Could you set down every entry below exactly as it is?

---------- Data for the task ----------

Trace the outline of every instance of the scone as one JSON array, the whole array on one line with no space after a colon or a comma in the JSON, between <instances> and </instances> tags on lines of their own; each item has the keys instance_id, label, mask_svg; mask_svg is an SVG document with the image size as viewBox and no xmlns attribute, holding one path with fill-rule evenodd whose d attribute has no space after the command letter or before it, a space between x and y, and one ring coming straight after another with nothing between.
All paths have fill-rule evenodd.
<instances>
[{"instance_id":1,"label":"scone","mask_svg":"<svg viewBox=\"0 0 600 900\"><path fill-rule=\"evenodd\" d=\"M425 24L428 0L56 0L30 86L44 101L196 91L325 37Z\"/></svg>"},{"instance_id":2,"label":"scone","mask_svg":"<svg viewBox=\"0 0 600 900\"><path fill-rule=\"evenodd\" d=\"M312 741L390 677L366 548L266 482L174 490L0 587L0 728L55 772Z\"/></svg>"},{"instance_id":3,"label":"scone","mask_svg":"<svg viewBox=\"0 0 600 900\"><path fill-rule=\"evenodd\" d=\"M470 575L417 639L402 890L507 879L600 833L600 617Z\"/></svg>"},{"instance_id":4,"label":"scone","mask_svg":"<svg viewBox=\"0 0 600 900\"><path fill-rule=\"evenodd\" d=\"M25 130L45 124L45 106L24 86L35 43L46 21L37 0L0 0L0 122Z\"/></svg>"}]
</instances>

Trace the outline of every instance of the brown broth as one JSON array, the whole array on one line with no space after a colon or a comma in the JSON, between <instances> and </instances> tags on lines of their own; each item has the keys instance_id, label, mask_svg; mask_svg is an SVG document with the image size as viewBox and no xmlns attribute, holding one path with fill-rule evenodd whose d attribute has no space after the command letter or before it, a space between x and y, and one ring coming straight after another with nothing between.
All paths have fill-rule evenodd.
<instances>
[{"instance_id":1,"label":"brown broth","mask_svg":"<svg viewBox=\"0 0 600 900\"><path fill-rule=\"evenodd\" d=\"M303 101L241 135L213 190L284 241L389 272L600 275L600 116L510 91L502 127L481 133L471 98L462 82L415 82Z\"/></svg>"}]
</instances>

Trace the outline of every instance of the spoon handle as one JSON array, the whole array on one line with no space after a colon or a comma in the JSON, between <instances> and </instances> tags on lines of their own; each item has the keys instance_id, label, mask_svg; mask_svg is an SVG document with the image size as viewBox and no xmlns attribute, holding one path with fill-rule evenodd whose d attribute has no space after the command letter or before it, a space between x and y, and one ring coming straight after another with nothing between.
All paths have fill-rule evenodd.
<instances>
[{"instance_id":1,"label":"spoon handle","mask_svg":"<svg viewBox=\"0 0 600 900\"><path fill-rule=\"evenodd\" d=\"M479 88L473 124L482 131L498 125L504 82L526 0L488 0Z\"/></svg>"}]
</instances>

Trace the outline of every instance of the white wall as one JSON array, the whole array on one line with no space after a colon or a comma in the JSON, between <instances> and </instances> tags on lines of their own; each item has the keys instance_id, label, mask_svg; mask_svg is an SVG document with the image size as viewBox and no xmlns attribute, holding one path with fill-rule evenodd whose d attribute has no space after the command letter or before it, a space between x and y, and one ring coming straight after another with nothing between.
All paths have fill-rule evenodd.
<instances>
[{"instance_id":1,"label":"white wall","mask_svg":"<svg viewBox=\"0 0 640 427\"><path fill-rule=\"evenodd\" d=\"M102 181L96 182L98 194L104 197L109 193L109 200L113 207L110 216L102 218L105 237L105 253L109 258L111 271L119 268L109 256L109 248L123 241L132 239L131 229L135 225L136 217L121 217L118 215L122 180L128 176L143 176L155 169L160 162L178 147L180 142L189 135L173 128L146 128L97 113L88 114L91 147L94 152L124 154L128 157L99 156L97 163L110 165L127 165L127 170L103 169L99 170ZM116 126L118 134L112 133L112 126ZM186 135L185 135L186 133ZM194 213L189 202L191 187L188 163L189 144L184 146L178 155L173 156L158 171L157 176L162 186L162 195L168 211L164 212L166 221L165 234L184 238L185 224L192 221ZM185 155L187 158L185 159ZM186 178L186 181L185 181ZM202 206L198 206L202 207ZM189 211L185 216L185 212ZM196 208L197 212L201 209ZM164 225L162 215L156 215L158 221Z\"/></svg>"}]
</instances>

----------

* **Exercise result**
Trace the outline of every instance of the scone as one JSON array, the whole array on one line with no space after a colon or a comma in the JSON, between <instances> and </instances> tags on lines of their own; each item has the keys instance_id, label, mask_svg; mask_svg is an SVG document with the image size as viewBox and no xmlns attribute, holding one path with fill-rule evenodd whose d attribute has no space after the command letter or before it, a space between x and y, and one ring coming straight after another with nothing between.
All paths have fill-rule evenodd.
<instances>
[{"instance_id":1,"label":"scone","mask_svg":"<svg viewBox=\"0 0 600 900\"><path fill-rule=\"evenodd\" d=\"M425 24L428 0L56 0L30 86L44 101L196 91L325 37Z\"/></svg>"},{"instance_id":2,"label":"scone","mask_svg":"<svg viewBox=\"0 0 600 900\"><path fill-rule=\"evenodd\" d=\"M312 741L390 677L366 548L266 482L174 490L0 587L0 728L55 772Z\"/></svg>"},{"instance_id":3,"label":"scone","mask_svg":"<svg viewBox=\"0 0 600 900\"><path fill-rule=\"evenodd\" d=\"M470 575L417 639L402 890L507 879L600 833L600 617Z\"/></svg>"},{"instance_id":4,"label":"scone","mask_svg":"<svg viewBox=\"0 0 600 900\"><path fill-rule=\"evenodd\" d=\"M25 130L45 124L45 106L24 86L35 43L46 21L37 0L0 0L0 122Z\"/></svg>"}]
</instances>

Trace the outline of every instance of the brown broth as one JSON array, the whole array on one line with no space after a colon or a comma in the JSON, between <instances> and </instances> tags on lines of their own; each item has the keys instance_id, label, mask_svg; mask_svg is an SVG document with the image size as viewBox and no xmlns attribute, holding one path with fill-rule evenodd whose d attribute has no space after the command letter or before it, a space between x and y, and one ring coming straight after another with nothing between.
All paths have fill-rule evenodd.
<instances>
[{"instance_id":1,"label":"brown broth","mask_svg":"<svg viewBox=\"0 0 600 900\"><path fill-rule=\"evenodd\" d=\"M303 101L241 135L213 190L284 241L389 272L600 275L600 116L510 91L502 127L481 133L471 98L462 82L415 82Z\"/></svg>"}]
</instances>

Trace the outline of every instance of the spoon handle as one JSON array, the whole array on one line with no space after a colon or a comma in the JSON, between <instances> and </instances> tags on lines of their own; each item has the keys instance_id, label, mask_svg; mask_svg is an SVG document with the image size as viewBox and no xmlns attribute, holding one path with fill-rule evenodd whose d attribute has no space after the command letter or before it, a space between x and y, and one ring coming straight after another with nothing between.
All paths have fill-rule evenodd.
<instances>
[{"instance_id":1,"label":"spoon handle","mask_svg":"<svg viewBox=\"0 0 600 900\"><path fill-rule=\"evenodd\" d=\"M479 88L473 124L482 131L498 125L504 82L526 0L488 0Z\"/></svg>"}]
</instances>

Trace the outline of every instance of the white wall as one JSON array, the whole array on one line with no space after a colon or a comma in the JSON, between <instances> and </instances> tags on lines of their own; each item has the keys instance_id, label, mask_svg; mask_svg is an SVG document with the image size as viewBox and no xmlns attribute, holding one path with fill-rule evenodd whose d attribute has no space after the command letter or before it, a space between x and y, and one ring coming straight after another with nothing between.
All paths have fill-rule evenodd.
<instances>
[{"instance_id":1,"label":"white wall","mask_svg":"<svg viewBox=\"0 0 640 427\"><path fill-rule=\"evenodd\" d=\"M102 181L96 182L98 194L104 197L109 193L109 200L113 207L110 216L102 218L105 237L105 253L109 258L111 271L119 268L109 256L109 248L123 241L132 239L131 229L135 225L136 217L121 217L118 215L122 180L128 176L143 176L155 169L160 162L178 147L180 142L189 135L173 128L146 128L97 113L88 114L91 147L94 152L124 154L128 157L99 156L97 163L110 165L127 165L127 170L103 169L99 170ZM116 126L118 134L112 133L112 126ZM186 135L185 135L186 133ZM194 213L189 202L191 187L188 163L189 144L184 146L178 155L173 156L158 171L157 176L162 186L162 195L168 211L164 212L166 221L165 234L184 238L185 224L192 221ZM185 155L187 158L185 159ZM186 178L186 181L185 181ZM202 206L198 206L202 207ZM189 211L185 216L185 212ZM196 208L197 212L201 209ZM164 225L162 215L156 215L158 221Z\"/></svg>"}]
</instances>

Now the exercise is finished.